Après s’être gorgé d’elle, mirage lointain et vibrant, comme de l’eau d’une fontaine d’hydromel, Achille se résigna à la défaite. Il la voyait, au sortir du lycée, qui enfourchait la vespa blanche d’un garçon dégingandé, à la mèche savamment rebelle, qui se serrait contre lui en crépitant comme une crécelle. A l’angle de la rue, il comprit qu’il lui faudrait l’oublier. Mais à dix sept ans, les émotions sont nouvelles, fortes, tenaces et douloureuses, plus encore que sur le vieil âge. Alors Achille dégusta le pire vin d’amertume de sa vie. Le soir dans son lit étroit, il pleurait et se vidait des humeurs bilieuses qui lui cartonnaient la gorge. Étrangement, il constata qu’il aimait ça aussi. Son ego exultait, il était seul au monde à connaître tant de souffrance, nul n’égalerait jamais sa désespérance. Mourir, oui mourir délaissé, il ne voyait que ça.

Hector ne le lâcha plus et l’entoura de son amitié bourrue, le rudoya et lui mit le nez dans sa complaisance malsaine, en face des trous. Lui parla d’une de perdue pour dix pintades à farcir, l’initia aux joies de la bière tiède et aux riffs des Stones. Insensiblement Achille délaissa ses très saints Beatles, adulés jusqu’alors, pour s’enflammer aux sauvageries de groupes inconnus. Jusqu’à se fondre comme acier en sidérurgie, aux éructations rauques des nouveaux hardeurs naissants. Il entra dans la secte des excessifs en toutes choses. Lui qui n’était que duvet d’oiseau tendre, donna dans le psychopompe et les catacombes, la musique hurlante et les beuveries sauvages. Son acné disparut ! Ses eaux lustrales furent plus noires que jus de charbon.

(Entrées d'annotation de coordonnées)
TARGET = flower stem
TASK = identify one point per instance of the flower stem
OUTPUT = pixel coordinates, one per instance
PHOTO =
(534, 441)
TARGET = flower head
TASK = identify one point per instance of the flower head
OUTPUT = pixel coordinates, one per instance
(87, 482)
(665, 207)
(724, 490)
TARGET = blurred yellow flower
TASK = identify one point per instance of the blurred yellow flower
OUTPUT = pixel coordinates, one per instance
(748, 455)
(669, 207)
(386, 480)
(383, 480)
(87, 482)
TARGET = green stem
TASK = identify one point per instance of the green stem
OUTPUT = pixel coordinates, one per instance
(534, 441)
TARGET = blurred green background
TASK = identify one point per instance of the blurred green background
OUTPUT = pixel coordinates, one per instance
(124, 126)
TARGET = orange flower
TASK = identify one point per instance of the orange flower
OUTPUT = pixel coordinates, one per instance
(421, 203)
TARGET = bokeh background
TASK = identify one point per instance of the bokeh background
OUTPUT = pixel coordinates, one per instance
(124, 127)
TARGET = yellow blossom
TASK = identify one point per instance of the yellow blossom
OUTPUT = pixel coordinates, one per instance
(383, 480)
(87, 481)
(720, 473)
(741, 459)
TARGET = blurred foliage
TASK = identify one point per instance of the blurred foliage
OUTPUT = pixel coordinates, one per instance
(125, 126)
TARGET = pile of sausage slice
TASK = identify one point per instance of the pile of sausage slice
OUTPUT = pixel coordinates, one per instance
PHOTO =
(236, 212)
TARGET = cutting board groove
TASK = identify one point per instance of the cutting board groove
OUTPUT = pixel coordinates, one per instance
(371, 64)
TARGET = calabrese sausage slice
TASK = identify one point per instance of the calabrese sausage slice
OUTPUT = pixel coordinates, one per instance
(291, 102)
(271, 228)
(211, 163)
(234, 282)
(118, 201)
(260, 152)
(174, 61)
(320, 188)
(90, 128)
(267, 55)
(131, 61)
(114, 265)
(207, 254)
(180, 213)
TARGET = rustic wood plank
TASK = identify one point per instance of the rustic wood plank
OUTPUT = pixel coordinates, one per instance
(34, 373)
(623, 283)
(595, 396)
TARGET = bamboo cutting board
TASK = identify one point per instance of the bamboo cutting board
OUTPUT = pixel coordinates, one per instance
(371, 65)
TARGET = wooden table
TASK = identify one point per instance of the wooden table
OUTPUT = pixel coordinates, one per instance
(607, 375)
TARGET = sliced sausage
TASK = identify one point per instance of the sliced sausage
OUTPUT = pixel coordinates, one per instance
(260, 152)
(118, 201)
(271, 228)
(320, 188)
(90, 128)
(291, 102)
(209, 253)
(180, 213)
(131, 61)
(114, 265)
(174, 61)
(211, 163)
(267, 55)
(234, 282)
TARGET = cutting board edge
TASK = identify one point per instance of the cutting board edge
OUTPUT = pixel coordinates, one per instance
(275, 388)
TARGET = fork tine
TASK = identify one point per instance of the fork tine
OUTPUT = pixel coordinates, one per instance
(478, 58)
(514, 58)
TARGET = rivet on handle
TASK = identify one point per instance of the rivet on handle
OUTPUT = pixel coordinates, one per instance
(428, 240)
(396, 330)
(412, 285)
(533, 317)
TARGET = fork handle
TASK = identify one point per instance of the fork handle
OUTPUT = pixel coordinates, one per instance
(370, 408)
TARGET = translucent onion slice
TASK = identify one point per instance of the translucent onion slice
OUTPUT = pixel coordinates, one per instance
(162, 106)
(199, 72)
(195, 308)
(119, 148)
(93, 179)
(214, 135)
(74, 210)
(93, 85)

> _Travail à faire_:
**1.** Dans l'extrait sur Achille, quel groupe celui-ci abandonne-t-il pour des groupes inconnus ?
**2.** Prolongez le récit sur Achille à partir de sa dernière phrase.

> _Réponses par tâche_:
**1.** Les Beatles.

**2.**
Son corps s’allongea, son visage s’émacia, son regard se durcit. Il comprit – du moins le crût-il un temps – que l’aristocratie des goûts est affaire de groupuscules durs et intransigeants. A mépriser le monde des « mous de la tronche », comme il les nommait, lui attira les grâces des groupies éperdues qui cherchaient à travers l’espoir d’être adoubées, une raison de combler leur vide abyssal. Il reconnaissait les plus prometteuses d’entre elles à la qualité de leur rire ainsi qu’à leur regard en deux dimensions. Achille s’en gava, devint un prédateur froid, sans foi ni cœur (sic), et s’évertua à épuiser le cheptel des rousses à bouches souples de la ville. Nombre d’entre elles, plus rouges qu’acier fondu, souffrirent. Il s’en repu et les croqua comme noix fraîches … Du haut de sa suffisance, il apprit la puissance des mots, bien plus dévastatrice que celle des poings. Son verbe devint acier de Tolède. Il en usa et abusa sans états d’âmes. La musique intensifia son pouvoir. Quant il tapait comme un damné sur les peaux tendues de sa batterie, au cœur de son groupe de gratteurs de grattes éructantes, il se croyait maître du monde. Et ramassait à l’excavatrice des chapelets de donzelles consentantes. La vengeance est une rousse qui se mange chaude. Il lui fallut du temps pour passer de la boucherie industrielle, à la génisse bio élevée sous la mère.

Mais …

Le soir, en secret il écoutait Joan Baez …

Sous sa couette noire, il n’était que douceur,

Derrière les eaux sombres de son regard,

Le bleu azur attendait,

Que la vie revienne.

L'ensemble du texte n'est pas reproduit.